Aryabhata
Born 476 Died c. 550
Indian mathematician and astronomer
Al-Khwarizmi
Born c. 780 Died c. 850
Arab mathematician, astronomer, and geographer
Al-Razi
Born c. 864 Died c. 925
Arab physician and philosopher
Alhazen
Born 965 Died 1039
Arab mathematician and physicist
Roger Bacon
Born 1213 Died 1292
English philosopher and scientist
In modern times, people are accustomed to thinking of the West—Western Europe and lands such as the United States that have been heavily influenced by Western Europe—as being at the forefront of mathematical and scientific knowledge. This was not always the case, however: during the Middle Ages, the focal point of learning in math and science lay far to the east, in India and the Arab world.
The five biographies that follow illustrate the process whereby knowledge seeped westward, from the Hindu mathematician Aryabhata in the 500s to the English scientist Roger Bacon seven centuries later. In between were many, many scientists, mathematicians, and philosophers in the region that produced perhaps the greatest intellectual achievements during the medieval period: the Middle East. Al-Khwarizmi, al-Razi, and Alhazen—along with Avicenna (see box in Moses Maimonides entry), Averroes (see entry), al-Mas'udi (see Historians entry), Omar Khayyam (see box in Dante Alighieri entry), al-Idrisi, and Yaqut— were far from the only notable Arab and Persian thinkers: just some of the greatest.
"Praise God the creator who has bestowed upon man the power to discover the significance of numbers. Indeed, reflecting that all things which men need require computation, I discovered that all things involve number.... Moreover I discovered all numbers to be so arranged that they proceed from unity up to ten."
Al-Khwarizmi, Kitab al-jabr wa al-muquabalah
Two Great Byzantines
Much of the driving force behind advances in science during the Middle Ages came from the rediscovery of ancient Greek texts by Arab scientists. During the early part of the medieval era, the writings of Aristotle and others were lost to Western Europe, where learning in general came to a virtual standstill. By contrast, knowledge of the Greek writers remained alive in the Greek-controlled lands of the Byzantine Empire.

**Dataset records**:
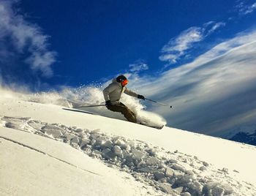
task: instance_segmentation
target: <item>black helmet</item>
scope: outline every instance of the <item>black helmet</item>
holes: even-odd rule
[[[124,75],[120,75],[116,78],[116,82],[121,83],[125,80],[127,80],[127,78]]]

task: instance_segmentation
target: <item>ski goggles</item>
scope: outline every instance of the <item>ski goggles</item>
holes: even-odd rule
[[[129,80],[127,79],[127,80],[121,80],[121,84],[124,86],[126,86],[127,83],[128,83]]]

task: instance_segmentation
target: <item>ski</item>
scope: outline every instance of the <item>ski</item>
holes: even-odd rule
[[[75,108],[62,108],[63,110],[68,110],[68,111],[72,111],[72,112],[77,112],[77,113],[88,113],[88,114],[92,114],[92,115],[98,115],[98,116],[100,116],[99,114],[97,114],[97,113],[91,113],[91,112],[89,112],[89,111],[86,111],[86,110],[78,110],[78,109],[75,109]],[[108,117],[110,118],[110,117]],[[116,118],[115,118],[116,119]],[[119,119],[120,120],[120,119]],[[121,120],[122,121],[122,120]],[[137,123],[138,124],[140,124],[140,125],[143,125],[143,126],[146,126],[146,127],[151,127],[151,128],[154,128],[154,129],[162,129],[165,125],[161,125],[161,126],[151,126],[151,125],[147,125],[146,124],[143,124],[143,123],[140,123],[140,122],[138,122]]]

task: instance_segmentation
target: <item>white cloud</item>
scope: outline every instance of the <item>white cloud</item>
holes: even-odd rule
[[[173,105],[171,110],[152,108],[171,127],[219,135],[246,124],[256,128],[255,40],[256,31],[239,34],[159,78],[140,76],[143,83],[131,88]]]
[[[247,4],[243,1],[238,1],[238,4],[235,6],[235,10],[240,15],[248,15],[256,10],[256,2],[252,4]]]
[[[10,54],[16,53],[26,58],[24,61],[32,69],[40,70],[43,76],[51,76],[50,66],[56,61],[56,53],[48,50],[49,37],[38,26],[13,10],[17,1],[0,0],[0,57],[8,59]],[[29,56],[25,57],[25,53]]]
[[[129,64],[129,71],[132,72],[139,72],[148,69],[148,66],[146,63],[139,61],[134,64]]]
[[[195,43],[203,40],[225,25],[222,22],[210,21],[203,24],[203,27],[193,26],[182,31],[162,48],[159,60],[168,61],[170,64],[177,63],[182,56],[187,55],[187,50],[192,48]]]

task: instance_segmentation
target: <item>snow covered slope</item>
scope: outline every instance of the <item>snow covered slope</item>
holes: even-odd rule
[[[255,146],[62,108],[1,92],[0,194],[256,194]]]

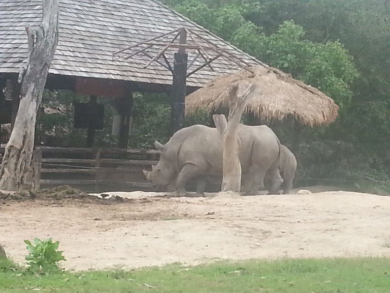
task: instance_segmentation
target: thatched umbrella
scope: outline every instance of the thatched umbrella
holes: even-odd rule
[[[281,120],[291,115],[301,124],[312,126],[329,124],[336,120],[338,106],[316,89],[272,67],[257,65],[249,70],[218,76],[187,96],[186,114],[229,108],[231,86],[238,85],[239,92],[252,83],[255,89],[245,111],[263,120]]]

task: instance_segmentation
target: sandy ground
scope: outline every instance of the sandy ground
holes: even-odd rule
[[[75,270],[221,258],[390,257],[390,197],[343,191],[121,195],[133,199],[4,201],[0,243],[23,261],[23,240],[52,237],[64,251],[63,266]]]

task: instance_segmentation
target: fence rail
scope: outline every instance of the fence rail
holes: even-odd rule
[[[36,190],[68,185],[88,192],[151,191],[142,170],[159,157],[157,150],[38,146],[30,184]]]

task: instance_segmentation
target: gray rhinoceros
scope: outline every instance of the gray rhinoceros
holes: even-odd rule
[[[283,179],[283,183],[280,188],[283,190],[284,194],[291,192],[292,188],[292,181],[295,176],[297,169],[297,159],[294,154],[288,148],[283,144],[280,144],[280,156],[279,160],[279,171]],[[265,180],[270,181],[272,184],[273,177],[268,172],[266,174]],[[276,178],[278,180],[278,178]]]
[[[266,126],[240,124],[238,138],[242,191],[256,193],[267,171],[275,179],[271,189],[279,190],[280,143],[275,133]],[[181,194],[188,180],[198,178],[197,193],[203,194],[206,178],[222,176],[222,142],[216,128],[192,125],[178,131],[166,144],[156,141],[154,146],[161,151],[159,161],[151,171],[143,171],[154,186],[170,186]]]

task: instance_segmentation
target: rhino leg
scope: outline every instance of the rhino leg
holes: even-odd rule
[[[279,194],[279,190],[283,183],[283,180],[280,176],[278,168],[271,168],[268,170],[270,178],[270,189],[268,190],[269,194]]]
[[[204,196],[206,184],[206,178],[204,177],[199,178],[197,183],[197,195],[200,196]]]
[[[283,194],[288,194],[291,193],[291,190],[292,189],[292,181],[294,180],[294,174],[283,174],[283,182],[282,184]]]
[[[242,174],[242,182],[241,191],[245,194],[249,194],[250,193],[250,190],[252,188],[252,185],[253,184],[253,173],[249,169],[248,172]]]
[[[185,194],[185,184],[190,179],[197,177],[201,174],[199,167],[194,164],[186,164],[181,169],[177,178],[176,186],[179,195]]]
[[[255,168],[253,169],[254,174],[256,175],[253,178],[253,182],[250,189],[250,194],[255,195],[258,194],[258,190],[264,187],[264,177],[266,171],[260,168]]]

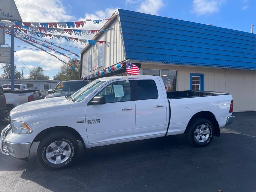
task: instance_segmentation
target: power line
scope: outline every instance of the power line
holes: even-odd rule
[[[77,16],[75,16],[74,15],[68,15],[68,14],[66,14],[65,13],[60,13],[60,12],[58,12],[57,11],[53,11],[52,10],[50,10],[50,9],[45,9],[44,8],[42,8],[42,7],[37,7],[36,6],[34,6],[34,5],[29,5],[29,4],[26,4],[26,3],[21,3],[21,2],[18,2],[17,1],[14,1],[16,3],[21,3],[22,4],[24,4],[24,5],[29,5],[30,6],[31,6],[32,7],[37,7],[37,8],[39,8],[40,9],[44,9],[45,10],[47,10],[47,11],[52,11],[53,12],[55,12],[55,13],[60,13],[61,14],[63,14],[63,15],[68,15],[68,16],[71,16],[71,17],[76,17],[77,18],[79,18],[80,19],[84,19],[84,18],[83,18],[82,17],[77,17]]]
[[[6,44],[5,45],[9,45],[8,44]],[[35,49],[35,50],[38,50],[39,51],[42,51],[42,50],[41,50],[41,49],[35,49],[34,48],[30,48],[30,47],[22,47],[22,46],[17,46],[17,45],[15,45],[14,46],[15,46],[15,47],[22,47],[22,48],[26,48],[27,49]],[[81,49],[82,48],[81,48]],[[55,52],[55,51],[48,51],[48,52],[53,52],[54,53],[58,53],[57,52]],[[75,55],[74,55],[73,54],[68,54],[68,53],[65,53],[65,55],[73,55],[74,56],[75,56]]]

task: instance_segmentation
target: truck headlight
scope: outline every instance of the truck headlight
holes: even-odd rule
[[[20,134],[30,134],[33,130],[25,123],[17,121],[12,121],[12,126],[13,132]]]

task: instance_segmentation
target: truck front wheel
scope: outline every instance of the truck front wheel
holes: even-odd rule
[[[77,141],[73,135],[65,131],[56,131],[40,142],[37,148],[37,157],[40,163],[47,168],[62,169],[73,162],[78,150]]]
[[[197,118],[188,125],[186,136],[190,144],[196,147],[203,147],[212,140],[214,127],[212,124],[204,118]]]

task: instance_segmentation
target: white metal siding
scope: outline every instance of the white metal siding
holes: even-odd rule
[[[205,90],[231,93],[234,111],[256,110],[256,71],[146,63],[142,68],[177,70],[178,91],[189,90],[190,73],[203,73]]]
[[[100,46],[90,46],[83,54],[82,77],[86,76],[111,66],[124,60],[124,53],[121,29],[118,19],[115,19],[108,28],[113,27],[115,30],[104,32],[97,39],[110,42],[109,47],[103,46],[103,66],[89,72],[88,60],[89,56],[98,49]]]

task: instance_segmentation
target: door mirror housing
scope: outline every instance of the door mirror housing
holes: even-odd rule
[[[93,100],[91,102],[92,105],[103,105],[106,103],[105,97],[103,95],[95,96]]]
[[[50,94],[50,93],[52,93],[52,90],[48,89],[48,94]]]

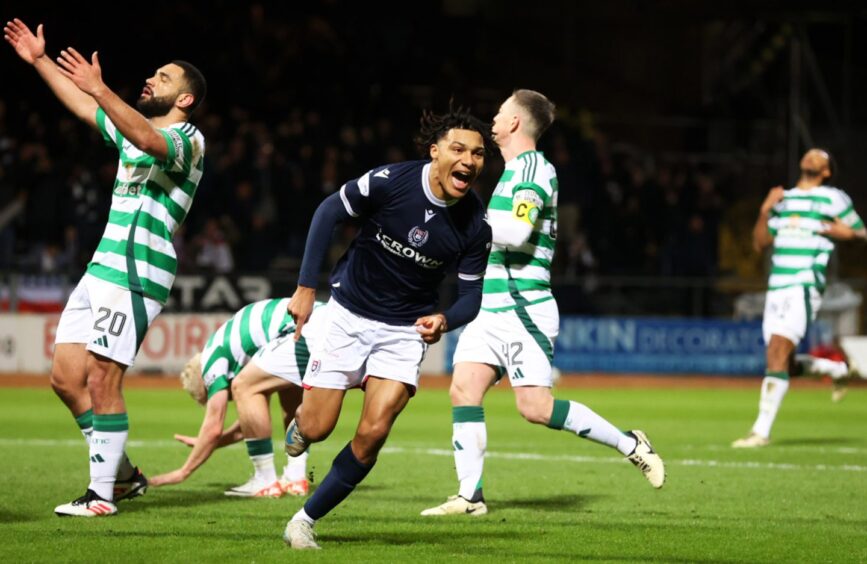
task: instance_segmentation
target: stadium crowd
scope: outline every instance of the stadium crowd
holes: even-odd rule
[[[391,27],[378,44],[357,48],[362,32],[350,25],[352,11],[324,14],[329,3],[323,6],[297,19],[271,18],[261,4],[224,6],[216,27],[247,22],[234,27],[238,47],[219,50],[206,67],[219,88],[193,118],[208,150],[196,205],[175,239],[180,273],[292,272],[316,205],[372,166],[414,158],[421,109],[448,103],[437,96],[453,95],[493,116],[495,108],[474,99],[461,69],[427,61],[434,55],[421,49],[401,53],[405,43],[388,40]],[[174,25],[182,25],[181,16]],[[420,61],[411,72],[401,67],[407,57]],[[383,79],[390,71],[400,79]],[[327,87],[293,79],[306,76],[342,78]],[[140,85],[120,83],[124,98],[134,98]],[[454,88],[442,94],[424,86],[438,83]],[[487,95],[496,99],[512,86]],[[38,96],[10,92],[0,99],[0,268],[81,272],[99,241],[116,167],[95,135]],[[562,120],[540,148],[561,182],[555,272],[718,272],[730,171],[663,160],[652,148],[608,139],[586,121]],[[502,166],[493,160],[483,182],[488,189]]]

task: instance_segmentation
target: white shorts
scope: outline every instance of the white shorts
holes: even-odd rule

**Assignment 1**:
Answer these questions from the text on medieval scientists:
(a) What birth and death years does it give for Alhazen?
(b) Where does it say the focal point of learning in math and science lay during the Middle Ages?
(c) In which lands does it say knowledge of the Greek writers remained alive?
**Assignment 2**: Reproduce the passage of the text on medieval scientists that begins at the words "Al-Khwarizmi, Kitab al-jabr" and stops after "the Byzantine Empire.", swapping "Byzantine Empire" for "Eastern Roman Empire".
**Assignment 3**:
Decide whether each statement agrees with the text on medieval scientists:
(a) Roger Bacon was born in 1213.
(b) Al-Razi is described as an Arab mathematician and physicist.
(c) The writings of Aristotle remained available to Western Europe during the early part of the medieval era.

**Task output 1**:
(a) Born 965, died 1039.
(b) Far to the east, in India and the Arab world.
(c) The Greek-controlled lands of the Byzantine Empire.

**Task output 2**:
Al-Khwarizmi, Kitab al-jabr wa al-muquabalah
Two Great Byzantines
Much of the driving force behind advances in science during the Middle Ages came from the rediscovery of ancient Greek texts by Arab scientists. During the early part of the medieval era, the writings of Aristotle and others were lost to Western Europe, where learning in general came to a virtual standstill. By contrast, knowledge of the Greek writers remained alive in the Greek-controlled lands of the Eastern Roman Empire.

**Task output 3**:
(a) Yes: "Born 1213 Died 1292"
(b) No: "Arab physician and philosopher"
(c) No: "the writings of Aristotle and others were lost to Western Europe"